PROBLEM TO WORK ON. Please copy each of the items below line for line with no changes, leaving the pictures out.

[Rows taken from a pointing dataset]
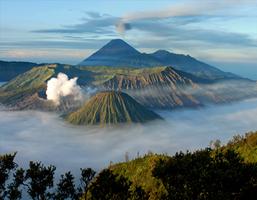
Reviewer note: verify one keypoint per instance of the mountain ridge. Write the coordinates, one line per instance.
(114, 54)
(110, 107)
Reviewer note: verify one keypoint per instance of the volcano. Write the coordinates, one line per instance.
(111, 107)
(118, 53)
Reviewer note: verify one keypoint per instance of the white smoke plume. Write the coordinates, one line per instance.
(183, 8)
(62, 86)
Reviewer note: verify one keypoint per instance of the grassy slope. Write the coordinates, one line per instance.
(111, 108)
(246, 146)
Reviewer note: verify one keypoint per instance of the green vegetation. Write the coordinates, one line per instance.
(139, 172)
(221, 173)
(111, 108)
(25, 84)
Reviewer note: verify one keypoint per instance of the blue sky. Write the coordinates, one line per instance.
(223, 34)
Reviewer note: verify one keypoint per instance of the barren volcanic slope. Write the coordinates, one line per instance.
(118, 53)
(160, 87)
(111, 108)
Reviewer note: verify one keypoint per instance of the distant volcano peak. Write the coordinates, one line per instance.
(117, 47)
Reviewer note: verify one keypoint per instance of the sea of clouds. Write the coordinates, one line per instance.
(43, 136)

WRITTEN RESPONSE.
Reviewer note: verify one keypoint per instance of the mountain ridge. Write the coordinates, one line per instance.
(114, 54)
(110, 107)
Reviewer note: verify one keypoint per instance of the volcano. Write the coordinates, one line per instance.
(111, 107)
(118, 53)
Reviewer note: verify one keypoint per instance of the white smoke plume. Write the coordinates, one line per instance.
(183, 8)
(62, 86)
Reviewer note: verify one keypoint per instance of the grassy slope. Write the coordinates, one line per instance.
(111, 108)
(246, 146)
Reviewer note: verify one keypoint per instance of the green vegetation. Write the coordinates, one line per instance.
(139, 172)
(221, 173)
(111, 108)
(25, 84)
Reviewer note: verify one keypoint per instance of the blue sky. Write the coordinates, one line per instance.
(223, 34)
Reviewer note: verify one keypoint per instance of the barren volcanic slope. Write the coordinates, one line per instance.
(118, 53)
(160, 87)
(111, 108)
Reviewer note: verify one keypoint per instance of the distant volcano peak. Write the coordinates, one line per instance.
(117, 47)
Reviewer note: verify one keypoint per instance of the sea of clouds. Write the coordinates, one line per instance.
(43, 136)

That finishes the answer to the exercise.